**Selected extract**
With madinbrasil.org, we are joining the growing Mad in America global community. Madinamerica-Hispanohablante will serve Spanish speakers around the world, and now Mad in Brasil will be a home for Portuguese speakers around the world. The creation of these sites will make it possible for this global community to exchange scientific knowledge, experiences, and information about new projects.

We understand that other “Mad” sites are in the process of being created, such as a Mad in Japan. This launch of new sites tells of a shared goal, across many cultures, for creating a new paradigm of care in psychiatry, one that will replace the medical-biological paradigm that is dominant today. All share the goal of creating the social, political, and cultural conditions that will better promote the mental health of our citizens.

The headquarters of Mad in Brasil is located in a department within Brasil’s National School of Public Health (ESNP), which in turn is part of the Oswaldo Cruz Foundation (FIOCRUZ). FIOCRUZ is the most important federal education and research institution in Brasil dedicated to improving public health. Our department is called the Department of Human Rights, Health and Diversity, and our social mission is to articulate and protect the human rights of all people, promote the health of all people, and confront the challenges of doing so in a diverse society.

In the United States, Mad in America may be seen as confronting the current paradigm of care from the outside. Mad in Brasil may be seen as an effort to confront and change the current paradigm of care from within.

In Brasil, we have a history of psychiatric reform. We have accomplished a number of things in the past decades. One of our most significant achievements was to pass Law 10 2016/2001, which mandated the progressive closure of psychiatric hospitals, and the creation of replacement services. The new services include Psychosocial Care Centers (CAPs), therapeutic residences, harm reduction programs, and income-generation workshops.

There are now more than 2000 CAPs in Brasil. These centers provide daily support and clinical care for people with mental disorders, and promote their social reintegration through work, recreation, the exercise of civil rights, and the strengthening of family and community ties. CAPS also serve people in their time of crisis. The multidisciplinary staff includes psychologists, social workers, psychiatrists, and others, and their support reaches into the community, as they seek to help the individual in everyday life.

In Brasil, we have a strong social movement organized to protect the rights of users of psychiatric care services. The Anti-Asylum Movement and the National Anti-Asylum Network are known for their democratic character. The active members include users of mental health services, their families, professionals, students, and anyone who is dedicated to defending the rights of people struggling with mental disorders. The organizations promote respect for all people struggling with mental disorders, and seek to transform the cultural relationship between society and those with such difficulties. Both are organizations that bring people together from all of the states of Brasil, and without any hierarchy of control.

Every two years, the organizations host national meetings that lead to plans for political action. One such past effort was the Return Home Program. It was established by President Lula, when he signed Federal Law 10708 on July 31, 2003. The law provides for psychosocial help to those who have been long-term patients in psychiatric hospitals, and are now returning to society. The goal is to help them reintegrate into society, obtain ongoing care, and rebuild a social life, and encourage them to exercise their full rights as citizens. The program is now helping more than 2,600 people, who also receive a small monthly financial benefit.

**Excerpted data**
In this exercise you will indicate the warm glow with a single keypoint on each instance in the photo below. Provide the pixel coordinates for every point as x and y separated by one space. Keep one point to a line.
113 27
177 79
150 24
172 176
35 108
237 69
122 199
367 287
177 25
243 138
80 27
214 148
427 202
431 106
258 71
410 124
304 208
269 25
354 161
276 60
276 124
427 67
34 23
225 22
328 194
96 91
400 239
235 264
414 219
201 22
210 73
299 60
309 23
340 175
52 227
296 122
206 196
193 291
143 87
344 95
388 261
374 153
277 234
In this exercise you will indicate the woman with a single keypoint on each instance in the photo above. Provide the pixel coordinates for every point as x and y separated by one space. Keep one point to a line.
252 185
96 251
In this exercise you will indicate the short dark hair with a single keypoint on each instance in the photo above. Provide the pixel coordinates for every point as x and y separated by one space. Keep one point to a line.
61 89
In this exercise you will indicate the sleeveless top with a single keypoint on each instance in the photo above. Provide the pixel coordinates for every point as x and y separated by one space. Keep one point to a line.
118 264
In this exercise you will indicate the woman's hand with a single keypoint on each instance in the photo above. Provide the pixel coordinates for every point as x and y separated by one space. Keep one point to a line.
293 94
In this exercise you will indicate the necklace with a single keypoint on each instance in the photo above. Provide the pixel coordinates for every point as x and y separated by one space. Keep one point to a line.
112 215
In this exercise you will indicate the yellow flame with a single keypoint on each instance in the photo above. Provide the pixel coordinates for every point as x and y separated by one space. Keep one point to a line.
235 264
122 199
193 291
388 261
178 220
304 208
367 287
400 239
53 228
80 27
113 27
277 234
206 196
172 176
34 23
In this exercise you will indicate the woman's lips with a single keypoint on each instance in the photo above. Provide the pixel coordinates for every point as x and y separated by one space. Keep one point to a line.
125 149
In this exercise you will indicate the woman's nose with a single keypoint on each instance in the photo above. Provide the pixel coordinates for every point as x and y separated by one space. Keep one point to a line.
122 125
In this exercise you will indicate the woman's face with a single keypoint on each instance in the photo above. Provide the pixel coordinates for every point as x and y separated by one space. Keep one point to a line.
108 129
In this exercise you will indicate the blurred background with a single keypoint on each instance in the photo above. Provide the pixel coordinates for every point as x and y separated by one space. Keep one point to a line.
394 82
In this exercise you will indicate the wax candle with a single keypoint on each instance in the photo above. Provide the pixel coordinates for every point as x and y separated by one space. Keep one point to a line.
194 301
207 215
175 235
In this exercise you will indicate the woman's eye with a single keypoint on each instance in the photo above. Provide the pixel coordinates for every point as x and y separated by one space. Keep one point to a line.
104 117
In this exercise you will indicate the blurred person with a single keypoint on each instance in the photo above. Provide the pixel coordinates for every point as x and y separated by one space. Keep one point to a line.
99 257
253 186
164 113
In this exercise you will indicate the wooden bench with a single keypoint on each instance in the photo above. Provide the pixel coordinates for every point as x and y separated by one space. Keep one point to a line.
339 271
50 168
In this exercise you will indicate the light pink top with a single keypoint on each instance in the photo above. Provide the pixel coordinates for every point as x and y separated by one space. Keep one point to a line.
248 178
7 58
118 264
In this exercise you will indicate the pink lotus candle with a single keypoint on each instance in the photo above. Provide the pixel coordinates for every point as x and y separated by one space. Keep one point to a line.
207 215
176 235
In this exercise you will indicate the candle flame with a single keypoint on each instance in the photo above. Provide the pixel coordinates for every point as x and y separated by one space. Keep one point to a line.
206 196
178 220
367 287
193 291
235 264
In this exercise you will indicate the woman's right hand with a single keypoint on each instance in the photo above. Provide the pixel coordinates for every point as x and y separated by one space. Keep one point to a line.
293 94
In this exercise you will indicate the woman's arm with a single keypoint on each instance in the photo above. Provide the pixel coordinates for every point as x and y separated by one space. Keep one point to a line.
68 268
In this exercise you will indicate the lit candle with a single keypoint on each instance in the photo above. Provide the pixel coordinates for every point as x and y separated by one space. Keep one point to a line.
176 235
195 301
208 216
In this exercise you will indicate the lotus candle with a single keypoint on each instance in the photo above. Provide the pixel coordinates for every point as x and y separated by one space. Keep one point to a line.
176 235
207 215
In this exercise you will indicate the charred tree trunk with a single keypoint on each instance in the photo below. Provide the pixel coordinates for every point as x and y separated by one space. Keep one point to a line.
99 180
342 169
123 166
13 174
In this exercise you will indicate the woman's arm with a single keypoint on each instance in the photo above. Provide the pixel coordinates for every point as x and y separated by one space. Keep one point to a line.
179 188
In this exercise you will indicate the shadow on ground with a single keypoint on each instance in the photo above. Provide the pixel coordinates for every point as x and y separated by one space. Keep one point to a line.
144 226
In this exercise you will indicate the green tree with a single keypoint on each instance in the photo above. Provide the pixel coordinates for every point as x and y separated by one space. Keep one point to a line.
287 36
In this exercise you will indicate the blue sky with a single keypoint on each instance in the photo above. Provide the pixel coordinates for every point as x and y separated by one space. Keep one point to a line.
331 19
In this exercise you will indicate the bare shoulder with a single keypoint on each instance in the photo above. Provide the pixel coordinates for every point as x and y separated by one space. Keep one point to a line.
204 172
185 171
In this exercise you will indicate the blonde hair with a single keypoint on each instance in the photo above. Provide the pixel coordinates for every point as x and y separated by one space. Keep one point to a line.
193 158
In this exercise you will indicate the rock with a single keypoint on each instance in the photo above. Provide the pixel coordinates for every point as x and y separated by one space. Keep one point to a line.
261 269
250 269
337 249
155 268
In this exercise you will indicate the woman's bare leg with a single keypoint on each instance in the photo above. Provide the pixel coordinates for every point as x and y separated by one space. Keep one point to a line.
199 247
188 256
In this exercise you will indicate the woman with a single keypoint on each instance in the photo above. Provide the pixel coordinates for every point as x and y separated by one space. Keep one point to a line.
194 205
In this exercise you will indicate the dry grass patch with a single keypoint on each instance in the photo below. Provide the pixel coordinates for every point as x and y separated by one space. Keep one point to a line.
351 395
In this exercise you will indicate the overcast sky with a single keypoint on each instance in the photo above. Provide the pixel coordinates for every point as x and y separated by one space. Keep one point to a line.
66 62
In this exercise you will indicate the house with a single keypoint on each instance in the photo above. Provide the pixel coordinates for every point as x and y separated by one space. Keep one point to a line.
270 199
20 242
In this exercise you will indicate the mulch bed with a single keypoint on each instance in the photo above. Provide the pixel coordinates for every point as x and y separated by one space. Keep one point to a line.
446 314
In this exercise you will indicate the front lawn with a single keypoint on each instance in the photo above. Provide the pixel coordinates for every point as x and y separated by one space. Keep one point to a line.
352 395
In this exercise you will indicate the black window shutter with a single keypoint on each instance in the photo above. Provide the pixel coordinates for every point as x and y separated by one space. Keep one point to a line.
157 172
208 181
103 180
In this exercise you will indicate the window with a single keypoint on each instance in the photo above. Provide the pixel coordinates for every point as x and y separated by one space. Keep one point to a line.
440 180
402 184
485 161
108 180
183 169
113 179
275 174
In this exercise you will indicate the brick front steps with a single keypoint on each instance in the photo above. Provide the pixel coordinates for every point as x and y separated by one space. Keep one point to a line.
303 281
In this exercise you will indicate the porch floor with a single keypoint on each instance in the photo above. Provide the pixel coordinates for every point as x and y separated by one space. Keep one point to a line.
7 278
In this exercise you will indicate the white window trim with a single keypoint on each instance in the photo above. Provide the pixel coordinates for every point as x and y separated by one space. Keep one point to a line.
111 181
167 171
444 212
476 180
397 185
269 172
* * *
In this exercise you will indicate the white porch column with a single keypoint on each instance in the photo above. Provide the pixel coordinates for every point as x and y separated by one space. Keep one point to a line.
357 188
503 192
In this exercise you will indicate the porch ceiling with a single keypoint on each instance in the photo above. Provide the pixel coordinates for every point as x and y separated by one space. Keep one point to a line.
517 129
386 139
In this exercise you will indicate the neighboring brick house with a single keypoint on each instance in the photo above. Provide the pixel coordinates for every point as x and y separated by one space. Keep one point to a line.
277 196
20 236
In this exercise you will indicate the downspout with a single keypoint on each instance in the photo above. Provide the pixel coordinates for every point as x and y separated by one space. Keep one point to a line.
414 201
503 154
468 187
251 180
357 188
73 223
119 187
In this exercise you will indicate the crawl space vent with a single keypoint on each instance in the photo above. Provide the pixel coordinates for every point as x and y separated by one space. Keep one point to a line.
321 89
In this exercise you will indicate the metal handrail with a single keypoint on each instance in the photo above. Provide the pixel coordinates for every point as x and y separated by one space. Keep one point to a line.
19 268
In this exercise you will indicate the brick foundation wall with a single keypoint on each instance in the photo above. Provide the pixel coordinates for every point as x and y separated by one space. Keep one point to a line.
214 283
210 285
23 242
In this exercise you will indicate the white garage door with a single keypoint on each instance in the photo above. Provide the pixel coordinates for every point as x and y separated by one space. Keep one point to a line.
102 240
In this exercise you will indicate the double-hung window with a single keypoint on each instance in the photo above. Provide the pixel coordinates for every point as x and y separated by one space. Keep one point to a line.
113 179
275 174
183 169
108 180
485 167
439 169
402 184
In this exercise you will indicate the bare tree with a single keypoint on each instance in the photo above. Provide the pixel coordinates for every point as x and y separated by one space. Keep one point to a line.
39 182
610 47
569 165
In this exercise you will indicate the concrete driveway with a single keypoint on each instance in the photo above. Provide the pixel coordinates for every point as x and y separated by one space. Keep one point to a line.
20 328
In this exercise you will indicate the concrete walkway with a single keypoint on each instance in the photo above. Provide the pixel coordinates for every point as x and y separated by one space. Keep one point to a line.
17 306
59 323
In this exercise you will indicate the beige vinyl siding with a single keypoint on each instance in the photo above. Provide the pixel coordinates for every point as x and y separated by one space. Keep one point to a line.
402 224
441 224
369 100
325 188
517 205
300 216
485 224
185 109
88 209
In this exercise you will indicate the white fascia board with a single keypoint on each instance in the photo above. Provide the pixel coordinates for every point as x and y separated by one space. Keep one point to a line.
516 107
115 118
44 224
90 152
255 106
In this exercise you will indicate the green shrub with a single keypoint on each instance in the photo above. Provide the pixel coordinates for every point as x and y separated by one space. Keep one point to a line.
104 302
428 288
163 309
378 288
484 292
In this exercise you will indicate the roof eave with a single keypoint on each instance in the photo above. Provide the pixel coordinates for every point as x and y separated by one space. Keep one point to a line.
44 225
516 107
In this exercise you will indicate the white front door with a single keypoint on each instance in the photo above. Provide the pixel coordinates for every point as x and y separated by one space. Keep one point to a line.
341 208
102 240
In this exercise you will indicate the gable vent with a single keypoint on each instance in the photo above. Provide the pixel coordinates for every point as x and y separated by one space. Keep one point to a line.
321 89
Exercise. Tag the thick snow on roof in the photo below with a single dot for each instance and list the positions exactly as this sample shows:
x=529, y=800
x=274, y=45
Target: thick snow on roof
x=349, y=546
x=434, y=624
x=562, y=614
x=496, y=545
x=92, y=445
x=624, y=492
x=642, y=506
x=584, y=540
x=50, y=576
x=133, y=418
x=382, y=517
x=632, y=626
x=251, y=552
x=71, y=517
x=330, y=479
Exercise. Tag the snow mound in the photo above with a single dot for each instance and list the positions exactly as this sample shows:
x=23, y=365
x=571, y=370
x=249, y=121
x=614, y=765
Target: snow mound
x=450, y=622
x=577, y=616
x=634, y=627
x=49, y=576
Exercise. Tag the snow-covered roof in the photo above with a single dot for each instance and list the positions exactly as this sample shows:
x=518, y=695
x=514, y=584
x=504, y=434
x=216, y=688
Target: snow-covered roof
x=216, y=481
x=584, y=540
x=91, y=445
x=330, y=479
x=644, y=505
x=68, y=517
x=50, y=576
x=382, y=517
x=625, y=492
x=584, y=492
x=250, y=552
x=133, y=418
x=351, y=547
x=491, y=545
...
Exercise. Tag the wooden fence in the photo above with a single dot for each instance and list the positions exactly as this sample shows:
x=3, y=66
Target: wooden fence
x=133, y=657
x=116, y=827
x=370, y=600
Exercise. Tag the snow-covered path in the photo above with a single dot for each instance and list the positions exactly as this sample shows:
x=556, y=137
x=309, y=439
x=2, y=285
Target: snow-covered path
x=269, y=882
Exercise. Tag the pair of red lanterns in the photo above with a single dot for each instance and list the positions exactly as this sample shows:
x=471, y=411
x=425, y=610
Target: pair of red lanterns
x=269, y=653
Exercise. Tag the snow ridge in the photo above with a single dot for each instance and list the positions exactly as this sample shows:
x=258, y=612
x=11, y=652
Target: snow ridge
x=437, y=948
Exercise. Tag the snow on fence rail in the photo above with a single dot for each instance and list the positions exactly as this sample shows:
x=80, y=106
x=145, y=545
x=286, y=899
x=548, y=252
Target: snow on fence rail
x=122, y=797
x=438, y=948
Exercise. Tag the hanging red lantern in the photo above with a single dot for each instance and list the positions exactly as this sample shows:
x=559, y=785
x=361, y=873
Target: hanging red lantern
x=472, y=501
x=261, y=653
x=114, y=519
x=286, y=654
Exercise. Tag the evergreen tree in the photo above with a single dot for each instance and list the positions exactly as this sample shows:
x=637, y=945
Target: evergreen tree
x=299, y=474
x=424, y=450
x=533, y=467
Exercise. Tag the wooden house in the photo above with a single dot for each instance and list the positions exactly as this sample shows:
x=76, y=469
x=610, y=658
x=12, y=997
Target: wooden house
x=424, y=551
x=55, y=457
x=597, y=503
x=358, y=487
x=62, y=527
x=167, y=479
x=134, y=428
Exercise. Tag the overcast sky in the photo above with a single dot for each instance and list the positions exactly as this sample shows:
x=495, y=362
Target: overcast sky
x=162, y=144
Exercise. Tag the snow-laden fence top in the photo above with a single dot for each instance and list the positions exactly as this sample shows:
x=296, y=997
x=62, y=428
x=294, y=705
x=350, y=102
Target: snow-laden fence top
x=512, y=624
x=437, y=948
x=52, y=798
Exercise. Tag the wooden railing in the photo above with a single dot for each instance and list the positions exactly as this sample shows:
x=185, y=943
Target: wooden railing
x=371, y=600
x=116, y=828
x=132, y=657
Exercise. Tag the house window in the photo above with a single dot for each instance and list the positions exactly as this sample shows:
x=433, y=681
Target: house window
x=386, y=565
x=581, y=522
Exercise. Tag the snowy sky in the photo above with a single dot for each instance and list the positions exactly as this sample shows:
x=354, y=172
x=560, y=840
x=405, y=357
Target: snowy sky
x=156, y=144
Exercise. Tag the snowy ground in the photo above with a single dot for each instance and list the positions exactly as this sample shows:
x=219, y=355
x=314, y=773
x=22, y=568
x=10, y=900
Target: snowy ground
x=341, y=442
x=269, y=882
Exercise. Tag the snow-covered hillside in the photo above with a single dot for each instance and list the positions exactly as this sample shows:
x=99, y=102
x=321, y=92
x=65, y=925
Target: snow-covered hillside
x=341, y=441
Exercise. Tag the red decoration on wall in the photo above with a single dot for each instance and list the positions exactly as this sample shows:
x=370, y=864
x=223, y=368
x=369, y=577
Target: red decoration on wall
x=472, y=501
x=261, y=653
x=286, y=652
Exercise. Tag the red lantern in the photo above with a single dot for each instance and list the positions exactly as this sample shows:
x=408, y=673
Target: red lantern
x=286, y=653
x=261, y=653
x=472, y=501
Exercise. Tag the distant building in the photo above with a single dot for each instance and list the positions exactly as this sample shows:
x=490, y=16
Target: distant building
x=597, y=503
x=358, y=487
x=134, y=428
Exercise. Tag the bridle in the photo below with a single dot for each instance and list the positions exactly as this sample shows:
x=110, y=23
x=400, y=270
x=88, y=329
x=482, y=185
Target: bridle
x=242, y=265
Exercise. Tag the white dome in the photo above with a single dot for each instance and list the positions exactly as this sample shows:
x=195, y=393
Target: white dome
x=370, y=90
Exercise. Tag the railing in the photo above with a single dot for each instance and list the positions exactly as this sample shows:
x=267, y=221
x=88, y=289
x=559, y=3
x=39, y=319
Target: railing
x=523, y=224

**Activity**
Write the next part of the piece on the launch of Mad in Brasil, starting right after its final sentence. The rows stand on their own and have no connection to the text about Mad in Brasil.

**Output**
We now have had several decades of experience employing psychosocial approaches to help people in psychiatric distress, which range from traditional psychotherapeutic practices, such as psychoanalysis and cognitive behavioral therapy, to non-traditional practices such as yoga, acupuncture, and massage. We also are developing artistic and cultural efforts, as can be seen in the video posted on the front page of our website.

The “Crazy Program for Music” brought together—on the same stage in some of our best theaters for musical shows in the country—professional artists of Brasilian popular music and musical groups composed of “users” of mental health services and mental health professionals. These initiatives and experiences have led to important advances in Brasilian society in terms of the socio-cultural integration of people with psychiatric diagnoses, and the social construction of new subjective alternatives to describing people as “mentally ill.”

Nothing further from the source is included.